The Success Boston Initiative The Success Boston Initiative

November 27, 2013

Many political leaders have highlighted the importance of formal schooling to achieve both national and local goals. Boston's Mayor Thomas M. Menino, for one, has called upon public schools to improve both high school graduation rates and college graduation rates. He also has helped to establish the Success Boston Initiative, a coalition that includes the city, the Boston Public Schools (BPS), the Boston Foundation, and nearly 30 colleges and universities. The goal: to substantially boost college graduation rates of BPS graduates.

Benefits from College Completion

Graduation is what matters, not just enrollment. There are substantial economic benefits from achieving associate's and bachelor's degrees. For example, the mean lifetime earnings of Massachusetts adults from ages 22 to 64 rise considerably with educational attainment.

Mean Lifetime Earnings of Massachusetts 22-to-64-Year-Olds

Educational group

Earnings

High school graduate, no postsecondary schooling
$1,249,700
Some postsecondary schooling but no degree
$1,542,800
Associate's degree
$1,734,500
Bachelor's degree
$2,586,400
Source: American Community Surveys, 2007-2011. Tabulations by authors (in 2011 dollars).

▸ THINGS TO DO:
**A)** Answer these questions using the Success Boston passage:
(i) What is the name of Boston's mayor?
(ii) About how many colleges and universities belong to the coalition?
(iii) What is the mean lifetime earnings figure listed for an associate's degree?
**B)** Rewrite the Success Boston passage from "The Success Boston Initiative The" to "of BPS graduates.", using "partnership" in place of "coalition".
**C)** Continue the Success Boston passage from the point where it stops.
The records come from a different source than the Success Boston passage.

▸ RECORD LIST:
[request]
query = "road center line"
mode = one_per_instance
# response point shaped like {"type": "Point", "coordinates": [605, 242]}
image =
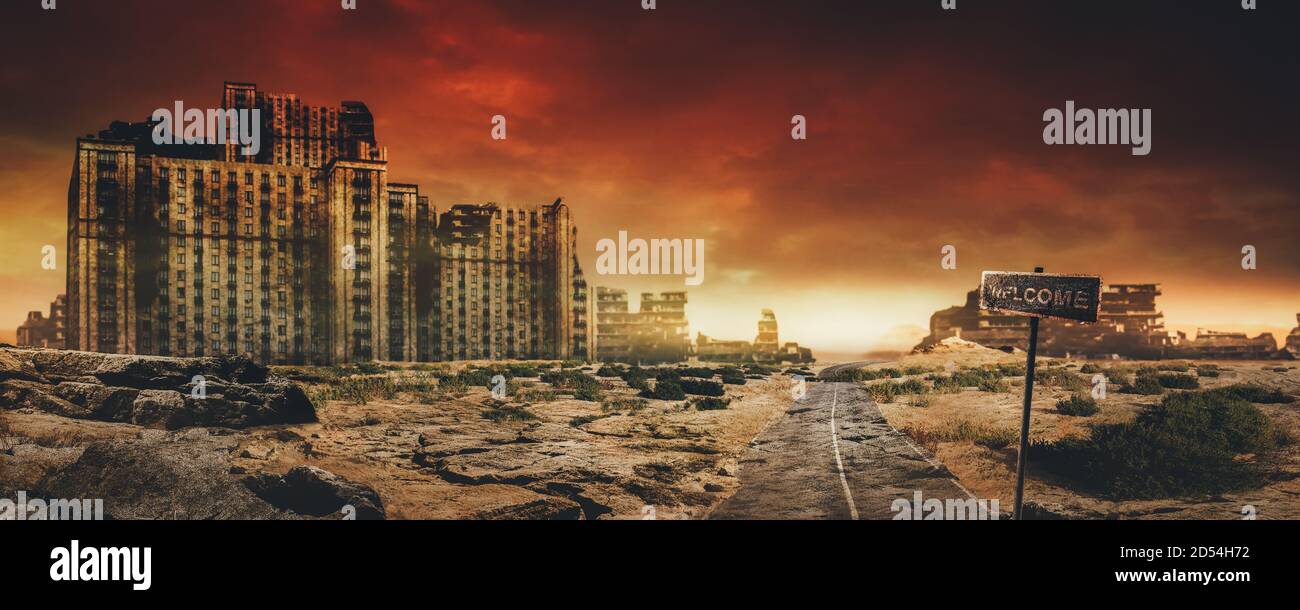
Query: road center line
{"type": "Point", "coordinates": [839, 463]}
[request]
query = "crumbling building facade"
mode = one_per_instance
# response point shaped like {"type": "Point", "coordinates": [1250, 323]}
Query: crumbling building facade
{"type": "Point", "coordinates": [658, 333]}
{"type": "Point", "coordinates": [306, 252]}
{"type": "Point", "coordinates": [40, 331]}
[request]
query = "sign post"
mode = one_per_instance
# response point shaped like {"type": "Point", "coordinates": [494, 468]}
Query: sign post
{"type": "Point", "coordinates": [1038, 295]}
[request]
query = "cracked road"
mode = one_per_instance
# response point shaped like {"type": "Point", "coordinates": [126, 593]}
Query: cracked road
{"type": "Point", "coordinates": [805, 467]}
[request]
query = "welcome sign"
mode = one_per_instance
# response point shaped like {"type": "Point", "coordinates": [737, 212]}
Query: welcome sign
{"type": "Point", "coordinates": [1041, 294]}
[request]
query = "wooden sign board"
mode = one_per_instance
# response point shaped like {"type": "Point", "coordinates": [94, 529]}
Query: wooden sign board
{"type": "Point", "coordinates": [1041, 294]}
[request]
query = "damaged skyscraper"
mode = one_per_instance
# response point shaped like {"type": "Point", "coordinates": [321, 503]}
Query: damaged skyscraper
{"type": "Point", "coordinates": [306, 252]}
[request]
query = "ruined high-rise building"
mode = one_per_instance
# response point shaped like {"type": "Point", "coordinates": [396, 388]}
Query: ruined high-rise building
{"type": "Point", "coordinates": [304, 251]}
{"type": "Point", "coordinates": [657, 333]}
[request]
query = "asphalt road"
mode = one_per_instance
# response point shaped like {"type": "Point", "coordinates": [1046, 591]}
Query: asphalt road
{"type": "Point", "coordinates": [833, 457]}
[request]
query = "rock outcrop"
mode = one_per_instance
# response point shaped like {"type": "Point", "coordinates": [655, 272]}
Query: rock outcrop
{"type": "Point", "coordinates": [150, 390]}
{"type": "Point", "coordinates": [187, 475]}
{"type": "Point", "coordinates": [310, 490]}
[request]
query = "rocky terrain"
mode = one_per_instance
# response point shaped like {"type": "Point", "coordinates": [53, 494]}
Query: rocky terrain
{"type": "Point", "coordinates": [90, 425]}
{"type": "Point", "coordinates": [131, 431]}
{"type": "Point", "coordinates": [974, 433]}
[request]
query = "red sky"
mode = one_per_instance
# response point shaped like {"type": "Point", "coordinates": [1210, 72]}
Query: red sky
{"type": "Point", "coordinates": [924, 130]}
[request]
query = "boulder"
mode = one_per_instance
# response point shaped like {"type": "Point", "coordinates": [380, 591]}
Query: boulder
{"type": "Point", "coordinates": [150, 390]}
{"type": "Point", "coordinates": [161, 409]}
{"type": "Point", "coordinates": [99, 402]}
{"type": "Point", "coordinates": [161, 476]}
{"type": "Point", "coordinates": [20, 368]}
{"type": "Point", "coordinates": [311, 490]}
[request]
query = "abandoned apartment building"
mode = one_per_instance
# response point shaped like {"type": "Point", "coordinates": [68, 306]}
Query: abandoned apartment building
{"type": "Point", "coordinates": [1129, 325]}
{"type": "Point", "coordinates": [39, 331]}
{"type": "Point", "coordinates": [306, 252]}
{"type": "Point", "coordinates": [659, 333]}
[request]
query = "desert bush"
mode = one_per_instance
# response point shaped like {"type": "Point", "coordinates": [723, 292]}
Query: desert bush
{"type": "Point", "coordinates": [1178, 381]}
{"type": "Point", "coordinates": [961, 429]}
{"type": "Point", "coordinates": [664, 390]}
{"type": "Point", "coordinates": [710, 403]}
{"type": "Point", "coordinates": [507, 412]}
{"type": "Point", "coordinates": [1253, 393]}
{"type": "Point", "coordinates": [588, 392]}
{"type": "Point", "coordinates": [945, 385]}
{"type": "Point", "coordinates": [432, 397]}
{"type": "Point", "coordinates": [1009, 370]}
{"type": "Point", "coordinates": [702, 386]}
{"type": "Point", "coordinates": [537, 394]}
{"type": "Point", "coordinates": [523, 371]}
{"type": "Point", "coordinates": [1078, 406]}
{"type": "Point", "coordinates": [453, 385]}
{"type": "Point", "coordinates": [1184, 445]}
{"type": "Point", "coordinates": [611, 371]}
{"type": "Point", "coordinates": [585, 419]}
{"type": "Point", "coordinates": [884, 392]}
{"type": "Point", "coordinates": [664, 373]}
{"type": "Point", "coordinates": [733, 379]}
{"type": "Point", "coordinates": [993, 385]}
{"type": "Point", "coordinates": [1143, 384]}
{"type": "Point", "coordinates": [702, 372]}
{"type": "Point", "coordinates": [624, 405]}
{"type": "Point", "coordinates": [362, 390]}
{"type": "Point", "coordinates": [1062, 379]}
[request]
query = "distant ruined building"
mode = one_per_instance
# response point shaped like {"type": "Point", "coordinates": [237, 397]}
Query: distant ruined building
{"type": "Point", "coordinates": [39, 331]}
{"type": "Point", "coordinates": [306, 252]}
{"type": "Point", "coordinates": [658, 333]}
{"type": "Point", "coordinates": [1292, 347]}
{"type": "Point", "coordinates": [765, 349]}
{"type": "Point", "coordinates": [1129, 325]}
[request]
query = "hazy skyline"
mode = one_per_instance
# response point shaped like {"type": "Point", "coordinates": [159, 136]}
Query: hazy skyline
{"type": "Point", "coordinates": [924, 129]}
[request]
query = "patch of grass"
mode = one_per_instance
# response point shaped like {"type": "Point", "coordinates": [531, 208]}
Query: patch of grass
{"type": "Point", "coordinates": [624, 405]}
{"type": "Point", "coordinates": [710, 403]}
{"type": "Point", "coordinates": [884, 392]}
{"type": "Point", "coordinates": [499, 412]}
{"type": "Point", "coordinates": [1183, 446]}
{"type": "Point", "coordinates": [1062, 379]}
{"type": "Point", "coordinates": [1078, 406]}
{"type": "Point", "coordinates": [589, 392]}
{"type": "Point", "coordinates": [453, 385]}
{"type": "Point", "coordinates": [664, 390]}
{"type": "Point", "coordinates": [703, 388]}
{"type": "Point", "coordinates": [999, 386]}
{"type": "Point", "coordinates": [1144, 385]}
{"type": "Point", "coordinates": [585, 419]}
{"type": "Point", "coordinates": [960, 431]}
{"type": "Point", "coordinates": [733, 379]}
{"type": "Point", "coordinates": [1178, 381]}
{"type": "Point", "coordinates": [1253, 393]}
{"type": "Point", "coordinates": [537, 394]}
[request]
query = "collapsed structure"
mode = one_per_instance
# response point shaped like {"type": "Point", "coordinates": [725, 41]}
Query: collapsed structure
{"type": "Point", "coordinates": [1129, 325]}
{"type": "Point", "coordinates": [658, 333]}
{"type": "Point", "coordinates": [39, 331]}
{"type": "Point", "coordinates": [765, 349]}
{"type": "Point", "coordinates": [306, 251]}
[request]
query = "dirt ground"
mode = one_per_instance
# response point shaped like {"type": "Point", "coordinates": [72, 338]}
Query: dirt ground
{"type": "Point", "coordinates": [447, 461]}
{"type": "Point", "coordinates": [991, 472]}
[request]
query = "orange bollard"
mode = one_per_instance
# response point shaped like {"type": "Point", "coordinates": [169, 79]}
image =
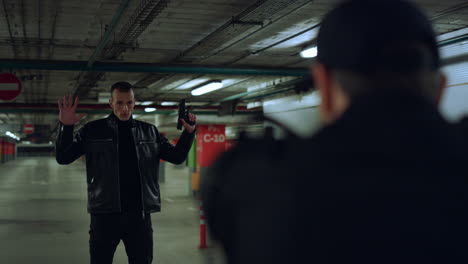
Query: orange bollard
{"type": "Point", "coordinates": [202, 229]}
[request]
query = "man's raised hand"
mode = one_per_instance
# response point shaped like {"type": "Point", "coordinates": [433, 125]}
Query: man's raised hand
{"type": "Point", "coordinates": [67, 109]}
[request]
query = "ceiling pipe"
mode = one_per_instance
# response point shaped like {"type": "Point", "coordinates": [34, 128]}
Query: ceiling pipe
{"type": "Point", "coordinates": [5, 12]}
{"type": "Point", "coordinates": [147, 67]}
{"type": "Point", "coordinates": [115, 20]}
{"type": "Point", "coordinates": [19, 107]}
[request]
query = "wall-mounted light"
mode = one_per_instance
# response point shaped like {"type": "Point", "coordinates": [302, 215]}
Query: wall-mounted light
{"type": "Point", "coordinates": [207, 88]}
{"type": "Point", "coordinates": [168, 103]}
{"type": "Point", "coordinates": [8, 133]}
{"type": "Point", "coordinates": [150, 109]}
{"type": "Point", "coordinates": [309, 52]}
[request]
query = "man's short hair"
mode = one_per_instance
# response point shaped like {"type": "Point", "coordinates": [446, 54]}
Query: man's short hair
{"type": "Point", "coordinates": [121, 86]}
{"type": "Point", "coordinates": [383, 45]}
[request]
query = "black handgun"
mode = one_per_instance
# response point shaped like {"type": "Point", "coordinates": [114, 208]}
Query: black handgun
{"type": "Point", "coordinates": [183, 114]}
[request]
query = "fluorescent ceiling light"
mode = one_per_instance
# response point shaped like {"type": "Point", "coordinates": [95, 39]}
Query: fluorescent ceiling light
{"type": "Point", "coordinates": [254, 105]}
{"type": "Point", "coordinates": [150, 109]}
{"type": "Point", "coordinates": [192, 84]}
{"type": "Point", "coordinates": [168, 103]}
{"type": "Point", "coordinates": [207, 88]}
{"type": "Point", "coordinates": [309, 53]}
{"type": "Point", "coordinates": [104, 97]}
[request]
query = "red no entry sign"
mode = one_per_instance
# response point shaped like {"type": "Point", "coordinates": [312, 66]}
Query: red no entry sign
{"type": "Point", "coordinates": [10, 86]}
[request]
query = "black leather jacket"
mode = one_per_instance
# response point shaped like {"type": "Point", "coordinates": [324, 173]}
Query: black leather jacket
{"type": "Point", "coordinates": [98, 141]}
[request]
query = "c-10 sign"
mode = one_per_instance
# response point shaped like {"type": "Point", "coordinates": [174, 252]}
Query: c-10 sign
{"type": "Point", "coordinates": [217, 138]}
{"type": "Point", "coordinates": [211, 142]}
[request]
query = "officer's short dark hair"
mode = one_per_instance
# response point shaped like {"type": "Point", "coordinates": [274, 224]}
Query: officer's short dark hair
{"type": "Point", "coordinates": [368, 50]}
{"type": "Point", "coordinates": [121, 86]}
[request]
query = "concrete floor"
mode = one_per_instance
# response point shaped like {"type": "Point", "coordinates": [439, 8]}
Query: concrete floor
{"type": "Point", "coordinates": [43, 216]}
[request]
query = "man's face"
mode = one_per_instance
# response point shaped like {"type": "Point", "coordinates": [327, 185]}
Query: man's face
{"type": "Point", "coordinates": [122, 104]}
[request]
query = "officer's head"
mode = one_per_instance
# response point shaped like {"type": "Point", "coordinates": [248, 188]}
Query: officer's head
{"type": "Point", "coordinates": [369, 47]}
{"type": "Point", "coordinates": [122, 100]}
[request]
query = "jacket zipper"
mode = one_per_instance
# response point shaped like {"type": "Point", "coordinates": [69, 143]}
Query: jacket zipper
{"type": "Point", "coordinates": [118, 169]}
{"type": "Point", "coordinates": [139, 171]}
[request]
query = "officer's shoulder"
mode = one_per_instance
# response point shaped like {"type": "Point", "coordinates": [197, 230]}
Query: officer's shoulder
{"type": "Point", "coordinates": [144, 124]}
{"type": "Point", "coordinates": [96, 123]}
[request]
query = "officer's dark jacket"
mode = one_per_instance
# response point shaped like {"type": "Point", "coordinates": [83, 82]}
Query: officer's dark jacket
{"type": "Point", "coordinates": [98, 141]}
{"type": "Point", "coordinates": [386, 183]}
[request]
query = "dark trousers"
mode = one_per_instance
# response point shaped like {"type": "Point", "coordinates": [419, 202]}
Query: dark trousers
{"type": "Point", "coordinates": [106, 231]}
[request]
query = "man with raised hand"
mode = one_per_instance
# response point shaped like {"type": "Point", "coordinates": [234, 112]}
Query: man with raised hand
{"type": "Point", "coordinates": [122, 165]}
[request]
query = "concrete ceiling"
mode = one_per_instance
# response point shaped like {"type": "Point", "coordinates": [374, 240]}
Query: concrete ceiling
{"type": "Point", "coordinates": [221, 33]}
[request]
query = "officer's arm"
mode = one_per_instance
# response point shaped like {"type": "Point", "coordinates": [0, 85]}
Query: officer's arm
{"type": "Point", "coordinates": [67, 148]}
{"type": "Point", "coordinates": [176, 154]}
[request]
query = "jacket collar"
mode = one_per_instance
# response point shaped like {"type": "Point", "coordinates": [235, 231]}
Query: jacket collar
{"type": "Point", "coordinates": [113, 119]}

▸ WRITTEN ANSWERS:
**A)**
(i) Thomas M. Menino
(ii) Nearly 30
(iii) $1,734,500

**B)**
The Success Boston Initiative The Success Boston Initiative

November 27, 2013

Many political leaders have highlighted the importance of formal schooling to achieve both national and local goals. Boston's Mayor Thomas M. Menino, for one, has called upon public schools to improve both high school graduation rates and college graduation rates. He also has helped to establish the Success Boston Initiative, a partnership that includes the city, the Boston Public Schools (BPS), the Boston Foundation, and nearly 30 colleges and universities. The goal: to substantially boost college graduation rates of BPS graduates.

**C)**
Findings on mean lifetime earnings reveal that an adult obtaining a high school diploma but failing to complete any postsecondary schooling would be expected to earn about $1.250 million between ages 22 and 64. (See "Mean Lifetime Earnings." ) Those who completed some postsecondary schooling but received no degree would be expected to earn about $1.543 million, or nearly $300,000 more. Associate's degree holders have mean lifetime earnings of $1.735 million, while bachelor's degree holders have mean lifetime earnings of $2.586 million.

Such large differences in mean lifetime earnings between associate's degree holders and high school graduates (nearly $500,000) and between bachelor's holders and high school graduates ($1.337 million) also prevail among both men and women and among Asians, Blacks, Hispanics, and Whites.

The higher lifetime earnings yield greater lifetime tax payments to national, state, and local governments, and the individuals are less likely to need benefits from safety-net programs.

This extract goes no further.